◆ EXERCISE AIM ◆
Reproduce the data verbatim from its first line through the line that contains "[[[159,66],[369,0],[0,0],[0,8]]]", including both of those lines.

Data listing:
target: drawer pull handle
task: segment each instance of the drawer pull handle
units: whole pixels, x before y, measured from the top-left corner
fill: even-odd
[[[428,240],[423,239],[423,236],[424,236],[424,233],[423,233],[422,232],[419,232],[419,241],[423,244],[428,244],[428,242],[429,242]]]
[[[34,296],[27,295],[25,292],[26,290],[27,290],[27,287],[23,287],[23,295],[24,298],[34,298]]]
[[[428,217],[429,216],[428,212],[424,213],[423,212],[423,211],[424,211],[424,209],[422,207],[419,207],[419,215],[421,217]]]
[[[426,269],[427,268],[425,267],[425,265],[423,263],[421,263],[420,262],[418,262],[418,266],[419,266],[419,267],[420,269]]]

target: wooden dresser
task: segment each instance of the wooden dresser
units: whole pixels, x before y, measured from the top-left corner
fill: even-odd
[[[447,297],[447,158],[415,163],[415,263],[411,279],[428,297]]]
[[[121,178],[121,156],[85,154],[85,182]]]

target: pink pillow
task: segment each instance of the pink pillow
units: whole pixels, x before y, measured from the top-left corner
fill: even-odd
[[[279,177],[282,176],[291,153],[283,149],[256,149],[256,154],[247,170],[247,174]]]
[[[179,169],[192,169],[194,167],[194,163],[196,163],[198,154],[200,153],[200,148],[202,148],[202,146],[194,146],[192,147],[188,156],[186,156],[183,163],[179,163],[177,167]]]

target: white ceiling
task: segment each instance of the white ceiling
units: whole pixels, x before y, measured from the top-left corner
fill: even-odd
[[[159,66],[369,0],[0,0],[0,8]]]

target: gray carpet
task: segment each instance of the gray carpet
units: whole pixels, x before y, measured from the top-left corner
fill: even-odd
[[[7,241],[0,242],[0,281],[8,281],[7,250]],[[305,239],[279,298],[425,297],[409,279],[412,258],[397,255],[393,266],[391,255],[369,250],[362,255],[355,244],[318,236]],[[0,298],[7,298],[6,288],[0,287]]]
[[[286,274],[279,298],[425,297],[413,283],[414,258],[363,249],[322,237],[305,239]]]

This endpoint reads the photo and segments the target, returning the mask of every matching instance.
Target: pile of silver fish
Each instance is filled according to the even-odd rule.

◆ THE COMPLETED TASK ◆
target: drawer pull handle
task: segment each instance of the drawer pull handle
units: whole pixels, x before y, measured from the top-left corner
fill: even-odd
[[[428,240],[423,239],[423,236],[424,236],[424,233],[423,233],[422,232],[419,232],[419,241],[423,244],[428,244],[428,242],[429,242]]]
[[[34,296],[27,295],[25,292],[26,290],[27,290],[27,287],[23,287],[23,295],[24,298],[34,298]]]
[[[428,217],[429,216],[428,212],[424,213],[423,212],[423,211],[424,211],[424,209],[422,207],[419,207],[419,215],[421,217]]]
[[[426,269],[427,268],[425,267],[425,265],[423,263],[421,263],[420,262],[418,262],[418,266],[419,266],[419,267],[420,269]]]

target: wooden dresser
task: segment each instance of the wooden dresser
units: whole pixels, x before y, measured from the top-left corner
fill: even-odd
[[[447,297],[447,158],[415,163],[415,263],[411,279],[428,297]]]
[[[121,178],[121,156],[85,154],[85,182]]]

target: pink pillow
task: segment each instance of the pink pillow
units: whole pixels, x before y, measured from the top-left corner
fill: even-odd
[[[279,177],[282,176],[291,153],[283,149],[256,149],[256,154],[247,170],[247,174]]]
[[[179,169],[192,169],[194,167],[194,163],[196,163],[198,154],[200,153],[200,148],[202,148],[202,146],[194,146],[192,147],[188,156],[186,156],[183,163],[179,163],[177,167]]]

target: white ceiling
task: segment each instance of the white ceiling
units: whole pixels, x before y, measured from the top-left corner
fill: even-odd
[[[159,66],[369,0],[0,0],[0,8]]]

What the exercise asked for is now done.